Brief 1:
In the clean-beauty passage, how many times did the writer wear the "reef-friendly" mineral sunscreen?
Brief 2:
Decide whether each statement agrees with the clean-beauty passage, answering yes or no and quoting the deciding words: (a) The EU restriction on intentionally added microplastics covers certain forms of glitter. (b) The writer now describes themself as "anti-clean." (c) The mineral sunscreen sat well under foundation.
Brief 3:
Continue the clean-beauty passage from the point where it ends.

Document segment:
◇ ◇ ◇
My own wishful thinking took an odd turn with sunscreen. Buoyed by my conversion with my pal who screen grabs ingredients lists, I swapped a cosmetically elegant SPF for a “reef-friendly” mineral number that made me look like a Regency ghost and pilled under foundation. I wore it twice. The bottle sat there like a bad smell until I admitted that the best sunscreen is the one I will actually wear (and that environmental claims deserve the same scrutiny as clinical ones). The EU’s move to restrict intentionally added microplastics, including certain forms of glitter and encapsulated polymers, is a good example of specificity over vibes – dull to read, yes, but aimed at measurable harm with phased deadlines that force design change rather than Instagram penance.

'"It is the moral absolutism I have abandoned: the sense that if a product is not “free from” a long list of ingredients I cannot pronounce, it must be suspect."'

Friends ask whether I am now “anti-clean”. Hardly. The movement did what legacy beauty was too slow to do – it forced transparency into the conversation, exposed the laziness of meaningless INCI lists, and made refill and repair feel modern rather than crunchy. Some of my favourite formulas wear the “clean” label and earn it by being well-designed, tested, and pleasant to use. It is the moral absolutism I have abandoned: the sense that if a product is not “free from” a long list of ingredients I cannot pronounce, it must be suspect. The parabens panic of the last decade taught the industry a punishing lesson – remove an effective, low-irritancy preservative to appease consumer fear and you may end up with products more likely to spoil or sting. Progress looks like nuance, not slogans.
◇ ◇ ◇
Information provided:
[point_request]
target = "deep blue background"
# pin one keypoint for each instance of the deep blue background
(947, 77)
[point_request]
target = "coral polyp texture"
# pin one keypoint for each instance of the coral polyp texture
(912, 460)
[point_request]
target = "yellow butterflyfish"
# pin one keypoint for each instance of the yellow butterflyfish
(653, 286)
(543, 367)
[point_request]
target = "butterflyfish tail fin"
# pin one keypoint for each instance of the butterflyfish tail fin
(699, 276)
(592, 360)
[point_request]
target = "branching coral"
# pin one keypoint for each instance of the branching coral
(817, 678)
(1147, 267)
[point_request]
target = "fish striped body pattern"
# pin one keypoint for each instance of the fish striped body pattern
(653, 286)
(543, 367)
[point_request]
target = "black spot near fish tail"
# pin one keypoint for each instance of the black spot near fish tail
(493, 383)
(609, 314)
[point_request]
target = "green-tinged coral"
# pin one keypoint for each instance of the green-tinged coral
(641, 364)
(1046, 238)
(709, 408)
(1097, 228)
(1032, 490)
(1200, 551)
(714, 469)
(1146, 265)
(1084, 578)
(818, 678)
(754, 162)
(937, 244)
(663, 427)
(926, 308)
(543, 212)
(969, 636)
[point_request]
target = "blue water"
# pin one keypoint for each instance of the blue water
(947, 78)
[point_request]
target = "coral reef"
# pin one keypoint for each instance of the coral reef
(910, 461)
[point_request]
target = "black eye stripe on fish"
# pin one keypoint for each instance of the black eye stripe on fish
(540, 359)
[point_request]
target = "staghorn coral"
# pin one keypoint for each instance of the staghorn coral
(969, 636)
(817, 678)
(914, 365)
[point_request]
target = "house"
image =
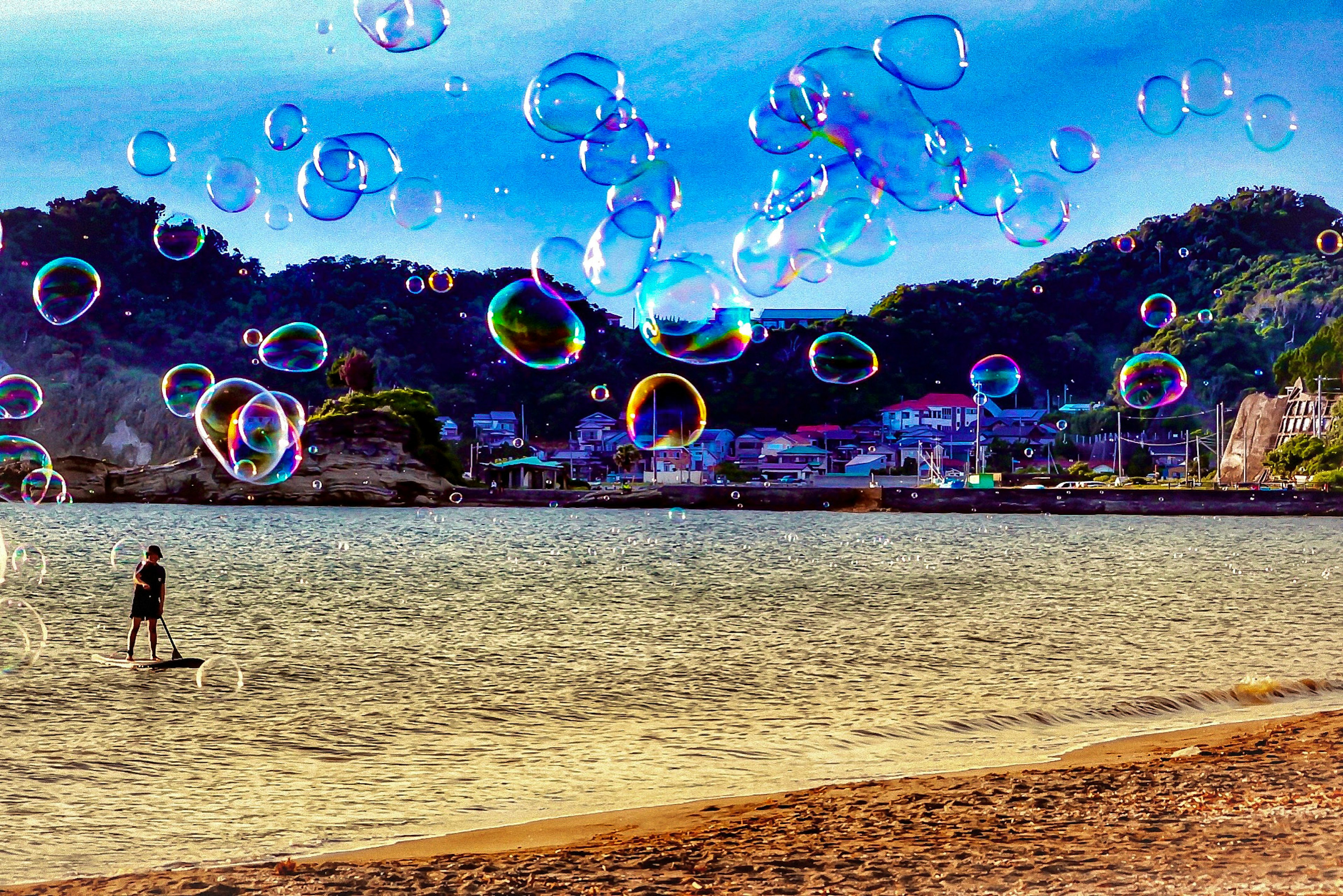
◇ ◇ ◇
Exercise output 1:
Twice.

Exercise output 2:
(a) Yes: "including certain forms of glitter and encapsulated polymers"
(b) No: "Friends ask whether I am now “anti-clean”. Hardly."
(c) No: "pilled under foundation"

Exercise output 3:
There are, of course, parts of the “clean” universe I adore. Refillable lipsticks that click into heavy metal cases with the same satisfaction as closing a well-made quiet luxury bag. A British brand that publishes the percentage of each active and links to the relevant literature instead of declaiming “miracle”. A small, slightly chaotic maker in Hackney who will adjust the oils in a balm if you tell her about your skin’s winter tantrums. But there is also the theatre – the “non-toxic” scare copy; the grim list of banned ingredients that implies everyone else is poisoning you; the performative recycling claims that do little more than outsource responsibility to the kerb. When a brand spends more time telling me what it is not than what it does, I suspect the formula is an afterthought.

Professionally, the shift has changed how I brief. I ask for proof rather than purity and for plain English rather than poems. If a brand says a peptide smooths, I ask how the study was designed and on what concentration; if a moisturiser promises barrier repair, I ask whether they measured transepidermal water loss or are simply in love with oat milk as a concept. None of this is joyless. On the contrary, it restores the pleasure of beauty to the place it belongs – the quiet, daily business of feeling more yourself – rather than as a referendum on one’s righteousness.

At home the routine is smaller and more expensive in that suspiciously rational way good routines are. A non-foaming cleanser that respects cold mornings. A urea-rich moisturiser that would never win a popularity contest on TikTok. A sunscreen I wear happily under make-up. Occasional retinoid, occasional azelaic acid, the odd skin booster when winter insists. I have kept a few “clean” favourites because they earn their shelf space, not because the bottle makes me feel pious. And when my neck hints at mischief, I remember the dermatologist’s advice and the EU’s footnotes, and I choose function over fragrance.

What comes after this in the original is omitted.